■ WHAT THE EXERCISE ASKS:
Which lines of the records below contain the word "side"? Return each of those lines in full.

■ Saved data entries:
★ ★ ★ ★ ★

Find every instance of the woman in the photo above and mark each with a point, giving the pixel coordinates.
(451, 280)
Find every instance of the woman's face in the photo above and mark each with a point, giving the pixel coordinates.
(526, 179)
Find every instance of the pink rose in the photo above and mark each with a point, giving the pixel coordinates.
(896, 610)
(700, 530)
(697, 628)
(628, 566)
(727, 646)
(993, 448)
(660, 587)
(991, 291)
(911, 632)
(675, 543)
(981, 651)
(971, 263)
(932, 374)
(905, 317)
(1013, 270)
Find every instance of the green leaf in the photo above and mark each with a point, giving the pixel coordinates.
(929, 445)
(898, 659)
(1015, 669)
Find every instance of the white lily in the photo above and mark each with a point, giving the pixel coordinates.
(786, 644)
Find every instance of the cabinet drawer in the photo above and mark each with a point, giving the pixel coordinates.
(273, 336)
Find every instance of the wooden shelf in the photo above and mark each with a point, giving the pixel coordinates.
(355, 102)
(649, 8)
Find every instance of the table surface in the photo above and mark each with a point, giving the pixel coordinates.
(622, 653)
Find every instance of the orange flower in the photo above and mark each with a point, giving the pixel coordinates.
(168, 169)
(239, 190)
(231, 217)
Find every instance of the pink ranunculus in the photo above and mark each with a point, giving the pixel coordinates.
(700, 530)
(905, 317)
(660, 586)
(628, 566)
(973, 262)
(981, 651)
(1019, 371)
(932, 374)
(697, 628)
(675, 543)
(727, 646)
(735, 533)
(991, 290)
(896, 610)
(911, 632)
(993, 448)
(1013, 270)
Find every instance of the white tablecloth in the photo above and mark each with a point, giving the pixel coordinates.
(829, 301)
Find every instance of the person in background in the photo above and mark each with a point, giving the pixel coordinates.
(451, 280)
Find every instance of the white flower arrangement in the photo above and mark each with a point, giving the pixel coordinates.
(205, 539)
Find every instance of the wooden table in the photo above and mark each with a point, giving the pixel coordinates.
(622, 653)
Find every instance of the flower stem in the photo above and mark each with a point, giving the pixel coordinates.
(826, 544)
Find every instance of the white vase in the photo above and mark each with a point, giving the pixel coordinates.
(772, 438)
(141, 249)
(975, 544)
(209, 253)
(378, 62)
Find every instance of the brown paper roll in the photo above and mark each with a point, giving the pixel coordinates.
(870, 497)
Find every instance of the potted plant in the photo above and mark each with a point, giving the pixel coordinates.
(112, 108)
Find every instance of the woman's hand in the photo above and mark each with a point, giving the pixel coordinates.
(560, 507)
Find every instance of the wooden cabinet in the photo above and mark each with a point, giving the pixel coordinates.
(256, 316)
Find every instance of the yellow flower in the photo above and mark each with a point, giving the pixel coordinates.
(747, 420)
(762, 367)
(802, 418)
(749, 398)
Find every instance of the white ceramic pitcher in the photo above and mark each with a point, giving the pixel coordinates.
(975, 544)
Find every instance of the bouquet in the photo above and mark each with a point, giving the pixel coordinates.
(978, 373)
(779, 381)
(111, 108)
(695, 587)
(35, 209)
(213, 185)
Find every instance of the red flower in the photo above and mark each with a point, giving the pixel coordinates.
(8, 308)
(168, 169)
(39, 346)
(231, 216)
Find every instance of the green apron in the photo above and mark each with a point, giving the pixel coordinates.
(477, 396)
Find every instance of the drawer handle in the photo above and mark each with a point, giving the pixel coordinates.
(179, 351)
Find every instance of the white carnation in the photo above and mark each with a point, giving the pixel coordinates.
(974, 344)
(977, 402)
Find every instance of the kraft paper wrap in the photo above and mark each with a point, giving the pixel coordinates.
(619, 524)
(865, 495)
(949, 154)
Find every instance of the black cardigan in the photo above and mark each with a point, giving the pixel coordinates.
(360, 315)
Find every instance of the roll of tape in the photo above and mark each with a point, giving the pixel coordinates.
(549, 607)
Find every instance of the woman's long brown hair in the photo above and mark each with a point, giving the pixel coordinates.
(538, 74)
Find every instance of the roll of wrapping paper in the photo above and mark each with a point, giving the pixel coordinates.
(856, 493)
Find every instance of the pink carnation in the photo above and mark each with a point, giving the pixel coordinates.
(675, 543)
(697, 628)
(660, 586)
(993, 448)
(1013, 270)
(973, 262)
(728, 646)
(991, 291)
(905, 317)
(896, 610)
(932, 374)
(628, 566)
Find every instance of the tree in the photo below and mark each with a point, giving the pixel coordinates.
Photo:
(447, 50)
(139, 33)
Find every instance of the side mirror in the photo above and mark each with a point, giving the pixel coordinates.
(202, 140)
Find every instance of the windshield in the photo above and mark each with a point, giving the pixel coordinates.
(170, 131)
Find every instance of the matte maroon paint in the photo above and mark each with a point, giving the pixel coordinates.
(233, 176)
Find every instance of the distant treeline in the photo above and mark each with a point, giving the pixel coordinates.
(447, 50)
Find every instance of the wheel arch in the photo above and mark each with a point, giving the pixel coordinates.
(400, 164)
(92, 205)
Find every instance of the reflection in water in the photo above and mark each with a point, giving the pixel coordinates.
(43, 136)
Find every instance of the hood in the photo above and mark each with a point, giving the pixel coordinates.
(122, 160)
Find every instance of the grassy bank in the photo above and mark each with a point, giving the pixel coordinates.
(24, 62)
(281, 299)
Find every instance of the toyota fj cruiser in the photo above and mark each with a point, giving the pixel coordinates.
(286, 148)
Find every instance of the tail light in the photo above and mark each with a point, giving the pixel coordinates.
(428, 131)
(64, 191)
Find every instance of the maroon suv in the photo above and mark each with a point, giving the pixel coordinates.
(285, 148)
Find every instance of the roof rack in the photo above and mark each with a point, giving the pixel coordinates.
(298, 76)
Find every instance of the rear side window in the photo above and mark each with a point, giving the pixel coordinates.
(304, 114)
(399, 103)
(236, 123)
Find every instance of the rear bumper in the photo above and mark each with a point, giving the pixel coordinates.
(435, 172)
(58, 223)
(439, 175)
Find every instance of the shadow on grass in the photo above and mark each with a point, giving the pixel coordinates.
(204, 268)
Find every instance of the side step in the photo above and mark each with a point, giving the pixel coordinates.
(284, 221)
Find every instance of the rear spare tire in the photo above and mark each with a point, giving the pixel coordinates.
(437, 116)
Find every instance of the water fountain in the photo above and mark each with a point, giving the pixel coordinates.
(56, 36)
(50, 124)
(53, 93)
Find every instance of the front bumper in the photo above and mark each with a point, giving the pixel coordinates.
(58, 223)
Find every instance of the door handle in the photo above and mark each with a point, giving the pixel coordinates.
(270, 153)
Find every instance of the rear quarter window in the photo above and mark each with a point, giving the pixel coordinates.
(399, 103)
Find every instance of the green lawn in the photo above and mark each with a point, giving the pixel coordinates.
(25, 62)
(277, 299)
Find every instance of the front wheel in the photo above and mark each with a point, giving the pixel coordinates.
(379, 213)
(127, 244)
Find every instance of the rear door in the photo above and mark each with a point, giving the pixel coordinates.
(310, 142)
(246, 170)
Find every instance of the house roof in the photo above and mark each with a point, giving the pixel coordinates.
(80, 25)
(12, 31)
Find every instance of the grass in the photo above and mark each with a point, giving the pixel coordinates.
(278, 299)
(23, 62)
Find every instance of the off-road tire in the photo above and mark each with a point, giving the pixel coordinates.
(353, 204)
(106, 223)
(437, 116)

★ ★ ★ ★ ★

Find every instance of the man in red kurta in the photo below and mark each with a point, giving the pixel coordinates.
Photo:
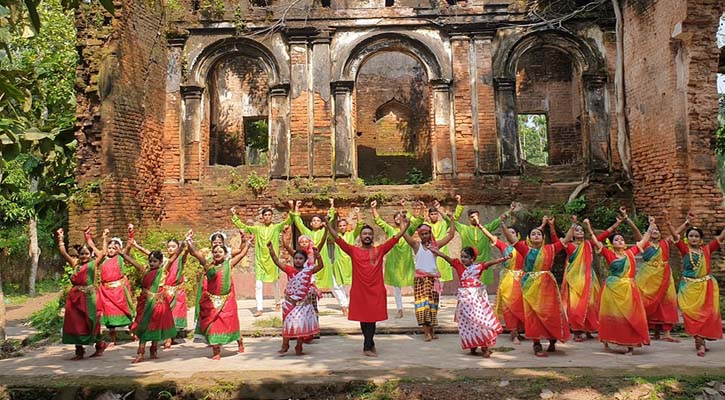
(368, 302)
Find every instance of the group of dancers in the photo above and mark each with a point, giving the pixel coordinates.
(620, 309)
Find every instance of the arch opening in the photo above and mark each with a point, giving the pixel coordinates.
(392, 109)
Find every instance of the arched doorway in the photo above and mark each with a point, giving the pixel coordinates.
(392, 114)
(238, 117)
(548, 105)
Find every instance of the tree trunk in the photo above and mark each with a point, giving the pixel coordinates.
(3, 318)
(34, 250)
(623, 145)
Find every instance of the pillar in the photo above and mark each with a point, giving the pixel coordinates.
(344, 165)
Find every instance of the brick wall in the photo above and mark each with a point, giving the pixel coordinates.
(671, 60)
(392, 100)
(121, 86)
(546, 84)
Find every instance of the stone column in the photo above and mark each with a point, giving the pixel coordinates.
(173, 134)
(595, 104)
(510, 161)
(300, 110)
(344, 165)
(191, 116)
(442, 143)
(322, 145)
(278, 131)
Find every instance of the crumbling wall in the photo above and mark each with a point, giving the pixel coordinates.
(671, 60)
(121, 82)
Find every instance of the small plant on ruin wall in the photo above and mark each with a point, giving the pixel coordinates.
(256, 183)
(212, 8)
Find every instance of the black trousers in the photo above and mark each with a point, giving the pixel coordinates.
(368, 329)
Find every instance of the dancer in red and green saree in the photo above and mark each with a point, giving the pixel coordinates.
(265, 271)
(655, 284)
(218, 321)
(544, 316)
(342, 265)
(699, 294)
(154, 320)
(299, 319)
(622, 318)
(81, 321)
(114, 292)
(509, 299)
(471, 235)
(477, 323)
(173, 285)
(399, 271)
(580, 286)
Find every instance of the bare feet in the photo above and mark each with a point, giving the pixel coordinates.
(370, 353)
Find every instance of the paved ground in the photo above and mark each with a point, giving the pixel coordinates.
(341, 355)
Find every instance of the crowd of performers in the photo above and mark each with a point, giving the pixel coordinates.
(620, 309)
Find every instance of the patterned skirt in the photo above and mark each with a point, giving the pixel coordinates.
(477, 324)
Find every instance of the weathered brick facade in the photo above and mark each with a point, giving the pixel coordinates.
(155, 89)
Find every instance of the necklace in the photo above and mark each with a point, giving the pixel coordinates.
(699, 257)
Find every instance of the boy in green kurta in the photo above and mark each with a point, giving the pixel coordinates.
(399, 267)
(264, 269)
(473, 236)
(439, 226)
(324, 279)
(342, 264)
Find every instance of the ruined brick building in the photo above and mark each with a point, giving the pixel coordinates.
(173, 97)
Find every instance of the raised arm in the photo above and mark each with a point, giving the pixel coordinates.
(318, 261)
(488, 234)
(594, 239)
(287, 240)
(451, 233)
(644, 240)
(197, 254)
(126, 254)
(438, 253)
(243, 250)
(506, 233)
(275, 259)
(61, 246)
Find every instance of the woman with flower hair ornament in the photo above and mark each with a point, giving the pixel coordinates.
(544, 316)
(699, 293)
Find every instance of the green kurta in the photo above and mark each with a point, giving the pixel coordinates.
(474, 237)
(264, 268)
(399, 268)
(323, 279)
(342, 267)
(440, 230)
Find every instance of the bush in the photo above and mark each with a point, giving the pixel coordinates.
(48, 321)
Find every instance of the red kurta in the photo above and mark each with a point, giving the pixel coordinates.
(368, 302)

★ ★ ★ ★ ★

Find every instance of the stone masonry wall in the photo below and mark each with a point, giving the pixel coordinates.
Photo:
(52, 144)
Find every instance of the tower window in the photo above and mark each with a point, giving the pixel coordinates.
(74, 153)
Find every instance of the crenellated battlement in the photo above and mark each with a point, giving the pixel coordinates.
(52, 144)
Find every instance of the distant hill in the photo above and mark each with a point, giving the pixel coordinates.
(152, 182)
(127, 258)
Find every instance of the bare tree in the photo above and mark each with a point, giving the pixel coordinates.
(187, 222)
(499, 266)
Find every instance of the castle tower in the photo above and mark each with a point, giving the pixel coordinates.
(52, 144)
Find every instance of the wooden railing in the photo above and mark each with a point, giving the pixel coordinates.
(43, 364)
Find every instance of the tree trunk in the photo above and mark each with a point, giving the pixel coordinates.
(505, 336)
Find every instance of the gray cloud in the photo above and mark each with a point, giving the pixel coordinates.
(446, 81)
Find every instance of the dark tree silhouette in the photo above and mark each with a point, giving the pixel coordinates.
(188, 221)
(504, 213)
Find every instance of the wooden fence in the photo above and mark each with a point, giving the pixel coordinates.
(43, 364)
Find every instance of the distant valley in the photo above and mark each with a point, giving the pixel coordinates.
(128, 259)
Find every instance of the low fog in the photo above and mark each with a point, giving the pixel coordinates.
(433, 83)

★ ★ ★ ★ ★

■ FINISHED ANSWER:
Find every instance of the side mirror in the photo above and mark each with a point, giving the pixel coordinates.
Find every instance of the rear side window in the photo above and mark each with a point, giving the pixel coordinates.
Find every instance of the side step in the photo above and mark each with a point, giving the pixel coordinates.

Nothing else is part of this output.